Locate, in the data below, the line that contains "In this exercise you will mark the coral sculpture" and the line that contains "In this exercise you will mark the table"; reproduce exactly those two lines and every line between them, nothing more.

* * * * * * *

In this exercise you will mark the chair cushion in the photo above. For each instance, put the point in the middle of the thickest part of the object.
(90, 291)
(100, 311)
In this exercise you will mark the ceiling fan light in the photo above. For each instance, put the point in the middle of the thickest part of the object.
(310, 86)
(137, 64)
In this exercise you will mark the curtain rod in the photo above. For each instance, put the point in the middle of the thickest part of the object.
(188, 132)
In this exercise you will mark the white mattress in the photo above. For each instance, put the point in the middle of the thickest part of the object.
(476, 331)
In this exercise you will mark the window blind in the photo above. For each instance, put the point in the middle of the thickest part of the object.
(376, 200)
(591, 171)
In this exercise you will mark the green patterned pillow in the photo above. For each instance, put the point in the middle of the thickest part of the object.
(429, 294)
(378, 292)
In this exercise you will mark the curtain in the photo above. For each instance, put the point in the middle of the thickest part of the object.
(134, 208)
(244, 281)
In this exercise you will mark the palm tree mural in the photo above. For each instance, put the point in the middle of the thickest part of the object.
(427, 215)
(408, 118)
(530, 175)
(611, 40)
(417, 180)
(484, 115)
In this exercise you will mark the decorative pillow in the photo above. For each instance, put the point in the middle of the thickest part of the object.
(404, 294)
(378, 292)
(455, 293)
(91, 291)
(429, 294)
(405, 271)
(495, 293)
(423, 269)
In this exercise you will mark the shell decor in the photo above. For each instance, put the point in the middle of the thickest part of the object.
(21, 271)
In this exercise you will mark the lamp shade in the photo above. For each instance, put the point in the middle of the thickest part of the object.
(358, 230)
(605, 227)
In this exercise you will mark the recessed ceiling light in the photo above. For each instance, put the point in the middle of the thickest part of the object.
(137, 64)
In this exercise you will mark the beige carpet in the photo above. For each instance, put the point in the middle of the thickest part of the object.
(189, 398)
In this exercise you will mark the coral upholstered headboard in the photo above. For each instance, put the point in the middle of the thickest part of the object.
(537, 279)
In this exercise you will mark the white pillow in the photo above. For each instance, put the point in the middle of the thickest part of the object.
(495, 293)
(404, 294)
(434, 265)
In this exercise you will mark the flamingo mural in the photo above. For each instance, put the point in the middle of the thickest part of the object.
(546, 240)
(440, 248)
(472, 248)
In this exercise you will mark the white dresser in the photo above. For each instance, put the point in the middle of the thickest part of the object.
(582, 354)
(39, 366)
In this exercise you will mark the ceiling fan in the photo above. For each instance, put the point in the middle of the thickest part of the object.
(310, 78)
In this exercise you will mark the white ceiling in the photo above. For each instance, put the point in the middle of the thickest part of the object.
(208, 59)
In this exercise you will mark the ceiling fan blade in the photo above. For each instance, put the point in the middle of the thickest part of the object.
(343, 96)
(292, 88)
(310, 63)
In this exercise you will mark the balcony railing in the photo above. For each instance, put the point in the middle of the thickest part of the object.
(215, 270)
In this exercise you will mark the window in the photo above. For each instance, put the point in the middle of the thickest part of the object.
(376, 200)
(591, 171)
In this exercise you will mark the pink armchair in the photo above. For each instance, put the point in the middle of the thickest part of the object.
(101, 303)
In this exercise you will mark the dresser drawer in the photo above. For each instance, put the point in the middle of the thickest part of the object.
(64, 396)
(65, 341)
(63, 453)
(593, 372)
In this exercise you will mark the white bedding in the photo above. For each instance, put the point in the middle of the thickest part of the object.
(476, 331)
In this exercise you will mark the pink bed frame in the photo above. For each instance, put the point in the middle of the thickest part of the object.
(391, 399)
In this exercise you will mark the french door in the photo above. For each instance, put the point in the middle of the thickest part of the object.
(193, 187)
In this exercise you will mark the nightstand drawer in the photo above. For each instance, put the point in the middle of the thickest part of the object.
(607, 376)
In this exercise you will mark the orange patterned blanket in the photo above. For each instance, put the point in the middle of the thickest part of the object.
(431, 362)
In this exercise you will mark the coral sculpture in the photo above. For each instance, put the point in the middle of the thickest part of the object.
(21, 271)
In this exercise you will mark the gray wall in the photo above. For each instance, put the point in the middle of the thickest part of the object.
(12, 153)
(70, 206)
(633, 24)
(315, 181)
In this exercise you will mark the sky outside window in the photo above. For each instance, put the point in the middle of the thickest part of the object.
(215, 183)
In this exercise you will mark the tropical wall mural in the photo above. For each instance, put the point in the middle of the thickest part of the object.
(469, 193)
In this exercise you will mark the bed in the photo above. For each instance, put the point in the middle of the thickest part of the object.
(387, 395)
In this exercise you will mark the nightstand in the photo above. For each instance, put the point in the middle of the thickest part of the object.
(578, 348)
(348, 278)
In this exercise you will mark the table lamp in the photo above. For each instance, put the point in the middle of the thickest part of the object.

* * * * * * *

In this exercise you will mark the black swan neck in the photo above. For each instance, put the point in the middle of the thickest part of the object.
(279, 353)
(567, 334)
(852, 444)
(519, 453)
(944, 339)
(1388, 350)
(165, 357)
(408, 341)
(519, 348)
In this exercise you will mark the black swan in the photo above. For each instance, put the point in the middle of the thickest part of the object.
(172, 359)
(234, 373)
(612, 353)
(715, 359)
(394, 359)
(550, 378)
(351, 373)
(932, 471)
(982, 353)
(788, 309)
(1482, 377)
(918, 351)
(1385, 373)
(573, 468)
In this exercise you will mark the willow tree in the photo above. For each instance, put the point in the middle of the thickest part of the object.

* * * * * * *

Exercise response:
In this exercise you will mark the coral sculpture in the photo above. For each instance, put the point in the middle of the thickest part of the object.
(21, 271)
In this exercise you will mark the gray wall in the photo above. For each instance, put the point in the middle of the thickest part of the object.
(12, 153)
(70, 206)
(633, 24)
(315, 181)
In this exercise you will mark the sky outside window in the photo above. For each instance, put the point in the middle of the thickest part of the object.
(215, 183)
In this exercise you will mark the tropical wall mural in the photo above. For each instance, put the point in the middle of the thickest part of the object.
(469, 193)
In this exercise you will mark the bed in the photo above. For each instance, put the point in the middle of the thickest part of the object.
(387, 395)
In this exercise you will mark the nightstand in the photo above. For each instance, put the point in the middle of the thickest part of the object.
(578, 348)
(348, 278)
In this exercise you will mark the table lamp in the photo above. For each instance, put the point in the middle of the thickest part of the object.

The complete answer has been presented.